━━━━━ Text provided ━━━━━

Mirador Real Advice Blog
Are Trump’s Tariffs Tariffying?
By Stan Clarke, January 2025
If you are a growth investor focused on Canadian export-dependent industrials, technology, and manufacturing companies then yes, you might be “tariffied” this year. If you are with Mirador, you are invested in a super-well diversified portfolio actively managed for high income and stability, so relax, we have got you covered at Mirador.
As our long-term clients know well, I am not that politically involved. I don’t see the markets as agents for social change, and when politics change, the effect on the markets is often delayed, muted, and difficult to predict.
I find Trump to be a very unpleasant person. I don’t think I would like him if I knew him. I have not spent a great deal of time learning more about him, but I do have some familiarity with his negotiating and business style that I understand is a part of his book “The Art of the Deal”. He tends to come in hard and exaggerated. This allows him to scare the other side into submission (as we are seeing with Canada’s recent border attention), and it allows him to “give-up” some ground without missing his true goal, while making his adversaries feel not totally ripped-off in the end.

━━━━━

Name each type of company that the blog post on tariffs says a growth investor might be focused on. The data after this point is drawn from a separate source.

━━━━━ Dataset content ━━━━━

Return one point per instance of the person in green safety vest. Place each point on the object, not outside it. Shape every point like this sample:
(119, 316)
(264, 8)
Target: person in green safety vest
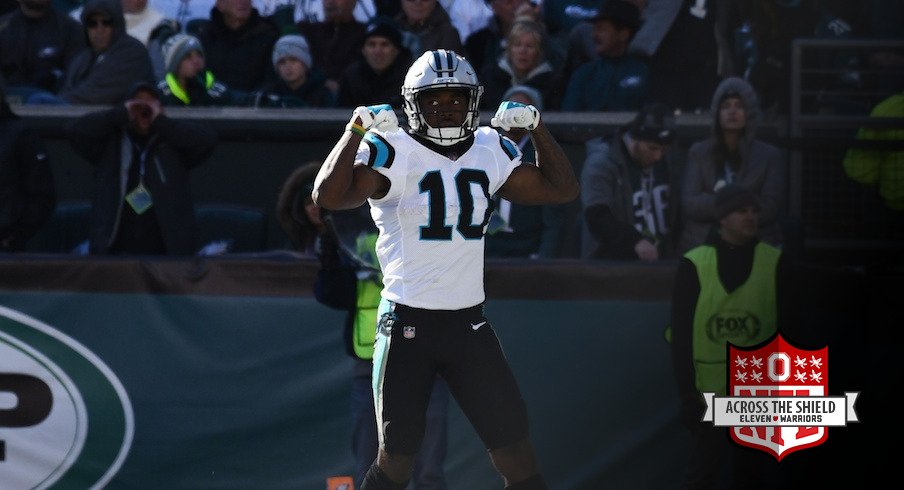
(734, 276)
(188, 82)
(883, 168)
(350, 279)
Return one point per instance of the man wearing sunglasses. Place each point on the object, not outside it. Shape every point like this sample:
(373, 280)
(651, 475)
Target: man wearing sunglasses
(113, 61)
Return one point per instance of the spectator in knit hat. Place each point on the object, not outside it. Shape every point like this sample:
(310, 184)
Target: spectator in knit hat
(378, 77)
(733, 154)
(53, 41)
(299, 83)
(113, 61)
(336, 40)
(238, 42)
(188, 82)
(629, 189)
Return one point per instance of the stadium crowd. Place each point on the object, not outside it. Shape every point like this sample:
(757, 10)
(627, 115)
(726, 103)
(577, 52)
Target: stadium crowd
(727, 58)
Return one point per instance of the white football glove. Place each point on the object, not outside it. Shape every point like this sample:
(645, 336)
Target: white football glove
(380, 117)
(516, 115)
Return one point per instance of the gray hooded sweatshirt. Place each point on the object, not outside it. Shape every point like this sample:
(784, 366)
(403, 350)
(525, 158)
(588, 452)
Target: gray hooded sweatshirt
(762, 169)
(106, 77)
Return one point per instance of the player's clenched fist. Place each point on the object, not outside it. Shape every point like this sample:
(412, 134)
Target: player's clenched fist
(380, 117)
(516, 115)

━━━━━
━━━━━ Dataset content ━━━━━

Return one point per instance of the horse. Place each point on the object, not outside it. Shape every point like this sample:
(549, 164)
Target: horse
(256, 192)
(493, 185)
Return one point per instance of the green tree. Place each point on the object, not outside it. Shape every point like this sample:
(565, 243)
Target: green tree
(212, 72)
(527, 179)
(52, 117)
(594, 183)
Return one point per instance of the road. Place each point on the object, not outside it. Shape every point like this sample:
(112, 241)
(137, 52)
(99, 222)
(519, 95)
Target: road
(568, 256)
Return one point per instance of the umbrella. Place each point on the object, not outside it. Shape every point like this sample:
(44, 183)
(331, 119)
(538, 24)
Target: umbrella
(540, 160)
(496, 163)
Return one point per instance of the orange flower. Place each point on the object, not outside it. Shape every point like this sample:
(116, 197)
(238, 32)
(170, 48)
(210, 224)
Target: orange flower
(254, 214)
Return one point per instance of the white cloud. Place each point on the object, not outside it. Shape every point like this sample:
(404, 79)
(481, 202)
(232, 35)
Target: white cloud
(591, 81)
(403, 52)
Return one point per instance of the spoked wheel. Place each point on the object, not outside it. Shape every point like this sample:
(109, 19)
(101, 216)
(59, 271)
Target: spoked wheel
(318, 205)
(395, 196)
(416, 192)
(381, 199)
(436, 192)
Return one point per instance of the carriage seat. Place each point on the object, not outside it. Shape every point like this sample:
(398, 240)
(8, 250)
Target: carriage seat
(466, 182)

━━━━━
━━━━━ Dataset content ━━━━━

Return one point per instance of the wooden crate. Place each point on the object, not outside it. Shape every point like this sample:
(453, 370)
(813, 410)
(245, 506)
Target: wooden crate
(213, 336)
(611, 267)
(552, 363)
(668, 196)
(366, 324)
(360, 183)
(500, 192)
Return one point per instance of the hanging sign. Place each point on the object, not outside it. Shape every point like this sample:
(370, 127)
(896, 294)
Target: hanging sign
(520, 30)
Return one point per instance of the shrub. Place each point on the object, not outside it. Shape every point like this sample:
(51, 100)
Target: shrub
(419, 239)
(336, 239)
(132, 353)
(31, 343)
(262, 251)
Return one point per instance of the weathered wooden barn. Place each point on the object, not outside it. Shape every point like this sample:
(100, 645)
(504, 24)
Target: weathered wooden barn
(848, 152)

━━━━━

▶ **Written solution**:
Industrials, technology, manufacturing